* _文書の抜粋_:
○ ○ ○ ○
なぜP.A.WORKSのオリジナルアニメは心に響くのか? 代表・堀川憲司が明かす制作の心得【インタビュー】 2ページ目 | アニメ!アニメ!

なぜP.A.WORKSのオリジナルアニメは心に響くのか? 代表・堀川憲司が明かす制作の心得【インタビュー】

アニメサイト連合企画「世界が注目するアニメ制作スタジオが切り開く未来」の第6弾は、P.A.WORKSの代表である堀川憲司氏にインタビュー。アニメ制作の心得やアニメーター育成事業、地域活性化などの取り組みについてうかがった。

インタビュー スタッフ
注目記事
なぜP.A.WORKSのオリジナルアニメは心に響くのか? 代表・堀川憲司が明かす制作の心得【インタビュー】
なぜP.A.WORKSのオリジナルアニメは心に響くのか? 代表・堀川憲司が明かす制作の心得【インタビュー】 全 15 枚 拡大写真

作品を導く「問い」



――P.A.WORKSはオリジナル作品を多く手がけ、どれも成功させている稀有な会社だと思います。成功の要因はどこにあるのでしょうか?

堀川
わからないですね。今までだとオリジナルの企画だった時に、こういうものを作りたいという話をするんですが、それはストーリーというよりもテーマなんですね。
こういうテーマであって欲しいという話を監督とシリーズ構成の方とはしていました。
○ ○ ○ ○
* _提供資料_:

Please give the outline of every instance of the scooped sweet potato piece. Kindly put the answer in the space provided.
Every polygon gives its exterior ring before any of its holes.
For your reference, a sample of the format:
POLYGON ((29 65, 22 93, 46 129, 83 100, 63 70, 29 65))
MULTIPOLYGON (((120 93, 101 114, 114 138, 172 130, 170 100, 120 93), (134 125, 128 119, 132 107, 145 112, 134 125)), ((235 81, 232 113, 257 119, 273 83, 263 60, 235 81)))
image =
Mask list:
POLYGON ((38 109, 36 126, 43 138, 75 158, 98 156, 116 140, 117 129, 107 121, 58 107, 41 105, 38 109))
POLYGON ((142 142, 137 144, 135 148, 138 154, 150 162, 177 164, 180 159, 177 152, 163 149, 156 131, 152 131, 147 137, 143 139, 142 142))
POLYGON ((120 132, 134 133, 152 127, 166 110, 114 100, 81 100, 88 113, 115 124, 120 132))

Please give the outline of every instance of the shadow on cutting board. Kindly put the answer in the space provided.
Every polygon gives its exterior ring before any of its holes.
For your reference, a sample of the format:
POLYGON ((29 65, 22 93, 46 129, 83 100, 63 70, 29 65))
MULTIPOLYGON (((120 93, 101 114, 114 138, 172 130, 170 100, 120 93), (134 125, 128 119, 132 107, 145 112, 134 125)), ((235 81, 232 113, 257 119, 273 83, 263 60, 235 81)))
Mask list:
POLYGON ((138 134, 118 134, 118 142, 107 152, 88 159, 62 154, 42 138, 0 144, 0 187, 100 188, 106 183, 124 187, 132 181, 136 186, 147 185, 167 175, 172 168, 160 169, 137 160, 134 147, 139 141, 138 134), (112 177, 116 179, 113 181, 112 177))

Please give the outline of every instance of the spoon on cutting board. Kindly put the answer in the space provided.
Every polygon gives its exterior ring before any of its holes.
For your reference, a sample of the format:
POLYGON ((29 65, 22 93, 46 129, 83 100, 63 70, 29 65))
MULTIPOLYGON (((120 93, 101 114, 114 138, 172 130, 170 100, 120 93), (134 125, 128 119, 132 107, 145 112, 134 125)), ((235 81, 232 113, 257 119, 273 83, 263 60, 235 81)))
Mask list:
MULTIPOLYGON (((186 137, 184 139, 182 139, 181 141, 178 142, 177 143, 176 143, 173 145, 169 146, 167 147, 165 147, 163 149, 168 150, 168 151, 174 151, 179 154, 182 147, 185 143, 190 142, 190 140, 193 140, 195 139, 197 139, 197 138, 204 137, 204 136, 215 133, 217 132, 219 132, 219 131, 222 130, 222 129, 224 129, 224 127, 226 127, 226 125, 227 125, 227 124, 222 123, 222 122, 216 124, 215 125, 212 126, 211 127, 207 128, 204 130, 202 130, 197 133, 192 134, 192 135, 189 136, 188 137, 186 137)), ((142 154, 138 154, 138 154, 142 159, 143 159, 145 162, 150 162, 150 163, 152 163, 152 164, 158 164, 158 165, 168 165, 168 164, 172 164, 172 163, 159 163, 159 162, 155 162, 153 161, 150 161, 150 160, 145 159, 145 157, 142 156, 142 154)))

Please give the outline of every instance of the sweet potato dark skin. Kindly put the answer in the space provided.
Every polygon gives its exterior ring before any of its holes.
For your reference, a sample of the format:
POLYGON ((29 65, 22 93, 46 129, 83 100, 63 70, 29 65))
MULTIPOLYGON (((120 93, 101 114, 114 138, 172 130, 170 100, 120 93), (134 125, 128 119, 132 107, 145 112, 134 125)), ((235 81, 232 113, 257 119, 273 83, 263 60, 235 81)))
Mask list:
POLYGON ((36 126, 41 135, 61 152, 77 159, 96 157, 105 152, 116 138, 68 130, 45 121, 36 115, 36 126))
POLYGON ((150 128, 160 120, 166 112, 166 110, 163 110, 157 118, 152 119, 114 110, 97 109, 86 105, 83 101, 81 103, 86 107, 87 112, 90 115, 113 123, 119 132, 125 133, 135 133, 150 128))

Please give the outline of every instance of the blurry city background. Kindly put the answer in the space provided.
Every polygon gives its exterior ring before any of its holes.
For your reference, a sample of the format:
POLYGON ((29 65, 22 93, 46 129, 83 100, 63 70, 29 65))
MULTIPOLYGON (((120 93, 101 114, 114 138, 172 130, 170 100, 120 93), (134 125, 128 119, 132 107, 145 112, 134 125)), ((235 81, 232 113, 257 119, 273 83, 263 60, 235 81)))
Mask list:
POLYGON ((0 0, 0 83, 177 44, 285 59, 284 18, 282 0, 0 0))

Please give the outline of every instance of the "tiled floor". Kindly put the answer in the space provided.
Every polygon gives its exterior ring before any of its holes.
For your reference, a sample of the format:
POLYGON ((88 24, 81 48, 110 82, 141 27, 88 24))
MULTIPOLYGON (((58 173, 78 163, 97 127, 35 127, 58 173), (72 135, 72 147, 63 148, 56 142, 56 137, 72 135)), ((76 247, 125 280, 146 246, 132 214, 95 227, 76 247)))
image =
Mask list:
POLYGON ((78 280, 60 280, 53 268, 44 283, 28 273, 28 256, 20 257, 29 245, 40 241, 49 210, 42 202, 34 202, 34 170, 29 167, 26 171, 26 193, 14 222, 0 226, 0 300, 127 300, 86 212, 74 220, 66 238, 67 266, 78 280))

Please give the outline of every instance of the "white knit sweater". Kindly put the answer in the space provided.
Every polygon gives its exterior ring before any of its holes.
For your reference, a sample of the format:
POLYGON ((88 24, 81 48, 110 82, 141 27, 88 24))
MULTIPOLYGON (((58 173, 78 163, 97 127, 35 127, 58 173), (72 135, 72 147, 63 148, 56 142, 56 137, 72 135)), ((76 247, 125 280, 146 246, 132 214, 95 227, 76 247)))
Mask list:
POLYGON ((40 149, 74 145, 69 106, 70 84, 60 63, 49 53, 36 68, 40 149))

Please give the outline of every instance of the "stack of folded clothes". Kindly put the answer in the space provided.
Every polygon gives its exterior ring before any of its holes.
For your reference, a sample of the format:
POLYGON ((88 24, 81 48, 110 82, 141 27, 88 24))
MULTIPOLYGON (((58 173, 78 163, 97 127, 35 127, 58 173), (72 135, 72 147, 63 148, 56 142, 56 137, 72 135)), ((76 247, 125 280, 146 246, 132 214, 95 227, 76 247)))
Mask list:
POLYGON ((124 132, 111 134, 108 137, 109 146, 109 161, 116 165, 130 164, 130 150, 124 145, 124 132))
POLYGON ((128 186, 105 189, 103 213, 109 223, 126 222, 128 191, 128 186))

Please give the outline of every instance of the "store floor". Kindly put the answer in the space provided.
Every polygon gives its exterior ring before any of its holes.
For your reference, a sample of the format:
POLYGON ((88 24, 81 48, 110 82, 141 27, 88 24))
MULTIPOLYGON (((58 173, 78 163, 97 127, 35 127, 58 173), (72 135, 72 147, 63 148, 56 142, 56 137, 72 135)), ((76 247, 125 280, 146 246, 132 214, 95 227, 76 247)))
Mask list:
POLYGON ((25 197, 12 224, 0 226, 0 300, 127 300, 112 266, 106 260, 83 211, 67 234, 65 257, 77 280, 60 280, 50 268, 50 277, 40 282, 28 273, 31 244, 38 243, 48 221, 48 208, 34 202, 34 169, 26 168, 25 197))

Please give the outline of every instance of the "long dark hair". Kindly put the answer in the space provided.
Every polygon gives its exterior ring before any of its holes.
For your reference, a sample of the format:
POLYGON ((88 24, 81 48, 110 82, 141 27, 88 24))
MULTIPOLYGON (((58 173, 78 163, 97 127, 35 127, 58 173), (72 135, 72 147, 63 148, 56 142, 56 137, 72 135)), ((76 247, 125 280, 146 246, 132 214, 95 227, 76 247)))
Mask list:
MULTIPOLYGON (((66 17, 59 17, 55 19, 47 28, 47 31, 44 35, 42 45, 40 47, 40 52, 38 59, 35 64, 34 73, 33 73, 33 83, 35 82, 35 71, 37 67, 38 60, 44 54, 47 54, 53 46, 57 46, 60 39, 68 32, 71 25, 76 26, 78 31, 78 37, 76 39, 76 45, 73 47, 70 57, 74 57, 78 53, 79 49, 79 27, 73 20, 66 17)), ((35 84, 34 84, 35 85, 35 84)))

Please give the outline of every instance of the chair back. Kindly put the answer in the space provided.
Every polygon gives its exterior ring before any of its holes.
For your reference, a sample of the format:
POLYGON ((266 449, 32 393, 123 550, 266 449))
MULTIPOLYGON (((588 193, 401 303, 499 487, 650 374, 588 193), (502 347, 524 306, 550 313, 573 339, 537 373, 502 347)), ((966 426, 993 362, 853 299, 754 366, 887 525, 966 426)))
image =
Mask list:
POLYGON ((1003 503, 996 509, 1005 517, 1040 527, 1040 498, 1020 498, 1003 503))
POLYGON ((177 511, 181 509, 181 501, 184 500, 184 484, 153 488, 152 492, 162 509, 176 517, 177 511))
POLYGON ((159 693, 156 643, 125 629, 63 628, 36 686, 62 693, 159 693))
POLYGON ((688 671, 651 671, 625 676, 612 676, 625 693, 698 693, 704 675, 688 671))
○ ○ ○ ○
* _要件_:
P.A.WORKSのインタビュー記事で、堀川氏はオリジナルの企画の際、監督とシリーズ構成の方とどのような話をしていたと述べていますか。 これらの項目は別の出典から取られたものです。

* _正解_:
こういうテーマであって欲しいという話をしていました。